◆ WHAT YOU HAVE TO DO:
Copy out each of the lines below word for word, keeping every character unchanged.

◆ DATA TO PROCESS:
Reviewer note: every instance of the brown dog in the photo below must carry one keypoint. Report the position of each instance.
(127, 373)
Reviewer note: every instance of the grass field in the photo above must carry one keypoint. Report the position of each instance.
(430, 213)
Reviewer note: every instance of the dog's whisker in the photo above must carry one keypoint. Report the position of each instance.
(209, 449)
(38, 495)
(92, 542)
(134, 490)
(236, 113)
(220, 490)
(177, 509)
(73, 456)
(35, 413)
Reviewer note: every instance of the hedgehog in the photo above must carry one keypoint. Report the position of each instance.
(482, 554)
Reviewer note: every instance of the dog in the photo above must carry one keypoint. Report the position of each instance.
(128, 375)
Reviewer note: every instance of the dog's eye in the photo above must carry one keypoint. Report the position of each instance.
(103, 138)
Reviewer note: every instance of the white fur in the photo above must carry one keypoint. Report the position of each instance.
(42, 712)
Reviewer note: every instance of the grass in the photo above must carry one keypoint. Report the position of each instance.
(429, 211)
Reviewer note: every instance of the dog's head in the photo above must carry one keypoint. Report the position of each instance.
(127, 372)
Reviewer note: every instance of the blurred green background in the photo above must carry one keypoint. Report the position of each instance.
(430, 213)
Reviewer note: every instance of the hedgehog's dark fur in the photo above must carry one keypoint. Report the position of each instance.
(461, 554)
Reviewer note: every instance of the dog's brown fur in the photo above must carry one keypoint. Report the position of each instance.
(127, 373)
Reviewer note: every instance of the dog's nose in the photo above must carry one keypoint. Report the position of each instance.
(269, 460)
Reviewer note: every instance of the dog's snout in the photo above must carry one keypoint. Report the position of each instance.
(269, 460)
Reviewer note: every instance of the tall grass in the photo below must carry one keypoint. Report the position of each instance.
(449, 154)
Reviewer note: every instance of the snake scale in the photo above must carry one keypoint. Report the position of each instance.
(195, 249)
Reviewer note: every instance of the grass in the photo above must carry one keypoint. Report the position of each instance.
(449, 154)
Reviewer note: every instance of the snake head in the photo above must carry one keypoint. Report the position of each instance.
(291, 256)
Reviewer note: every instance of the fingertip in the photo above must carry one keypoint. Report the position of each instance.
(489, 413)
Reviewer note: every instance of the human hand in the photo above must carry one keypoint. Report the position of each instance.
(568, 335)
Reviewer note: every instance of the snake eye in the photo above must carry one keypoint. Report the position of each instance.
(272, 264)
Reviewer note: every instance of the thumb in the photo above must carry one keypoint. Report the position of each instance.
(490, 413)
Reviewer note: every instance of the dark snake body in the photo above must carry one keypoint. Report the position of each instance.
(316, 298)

◆ EXPECTED ANSWER:
Reviewer note: every instance of the brown dog in the photo below must carry one keypoint. Report the position of each instance.
(127, 373)
Reviewer note: every instance of the grass field in the photo above must carry one keypoint. Report the position of each instance.
(430, 213)
Reviewer note: every instance of the dog's whisker in the photo above must carry one keypoint. Report the position of each instance.
(209, 449)
(38, 495)
(92, 542)
(134, 490)
(236, 113)
(220, 490)
(177, 509)
(73, 456)
(35, 413)
Reviewer note: every instance of the hedgehog in the photo above must carry one keypoint. Report the position of each instance.
(482, 554)
Reviewer note: every instance of the dog in the photo above must carry one keypoint. Report the position of each instance.
(128, 375)
Reviewer note: every instance of the dog's eye in the photo above must carry one keypoint. Report the position of each instance.
(103, 138)
Reviewer note: every instance of the white fur in the photo above must carry one keypoint. Report the position of each instance.
(42, 712)
Reviewer note: every instance of the grass in the photo above must carry one keypoint. Report the position of each instance.
(429, 211)
Reviewer note: every instance of the dog's head in the photo above must carry one keypoint. Report the position of each instance.
(127, 372)
Reviewer note: every instance of the blurred green background in the photo above must carry one keypoint. Report the position of each instance.
(430, 213)
Reviewer note: every instance of the hedgehog's dark fur in the photo above must carry one keypoint. Report the position of each instance.
(461, 554)
Reviewer note: every instance of the dog's brown fur in the photo above must carry one keypoint. Report the position of each instance.
(127, 373)
Reviewer note: every instance of the dog's nose in the photo above must carry one keypoint. Report the position of each instance.
(269, 460)
Reviewer note: every instance of the dog's snout in the photo above must carry one keypoint. Report the position of each instance.
(269, 460)
Reviewer note: every instance of the tall grass in the photo below must carry one keypoint. Report the position of each instance.
(449, 154)
Reviewer note: every instance of the snake scale in the photo above must carry one keypoint. Report the position of each instance.
(195, 249)
Reviewer note: every instance of the grass in the photo above must carry one keypoint. Report the position of each instance.
(449, 154)
Reviewer note: every instance of the snake head in the photo above must carry one keypoint. Report the position of each instance.
(291, 256)
Reviewer note: every instance of the fingertip in the photo above must carry one keypoint. Report the position of each instance.
(489, 413)
Reviewer note: every instance of the human hand in the photo above must carry one keypoint. Report the position of each instance.
(568, 335)
Reviewer note: every instance of the snake eye in the photo above must carry one keypoint. Report the position of each instance.
(272, 264)
Reviewer note: every instance of the thumb in the photo above must carry one keypoint. Report the position of each instance.
(490, 413)
Reviewer note: every instance of the dark snake body in the photo above must carry one keypoint. Report the position of each instance.
(316, 298)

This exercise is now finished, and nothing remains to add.